Researchers get NSF funding to create virtual-heart platform to improve medical device development

A virtual-heart platform proposed by Stony Brook researchers and colleagues to improve and accelerate medical-device development and testing has received funding from the National Science Foundation (NSF) in the amount of $4.2 million over five years.

The "Cyberheart" project, led by Scott Smolka, a Professor of Computer Science at Stony Brook University, is part of the NSF's center-scale initiative to advance the state-of-the-art in Cyber-Physical Systems (CPS): engineered systems that are built from, and depend upon, the seamless integration of computation and physical components. Often called the "Internet of Things," CPS enable capabilities that go beyond the embedded systems of today.

CPS such as wearable sensors and implantable devices are already being used to assess health, improve quality of life, provide cost-effective care, and potentially speed up disease diagnosis and prevention.

------------------------------------------------

## The problem
Please repeat the virtual-heart article starting at "CPS such as" and ending at "diagnosis and prevention.", swapping "wearable sensors" for "wearable monitors".

## Dataset extract
------------------------------------------------

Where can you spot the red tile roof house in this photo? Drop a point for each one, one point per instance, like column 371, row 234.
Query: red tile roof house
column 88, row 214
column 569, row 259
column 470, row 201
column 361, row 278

------------------------------------------------

## Expected answer
CPS such as wearable monitors and implantable devices are already being used to assess health, improve quality of life, provide cost-effective care, and potentially speed up disease diagnosis and prevention.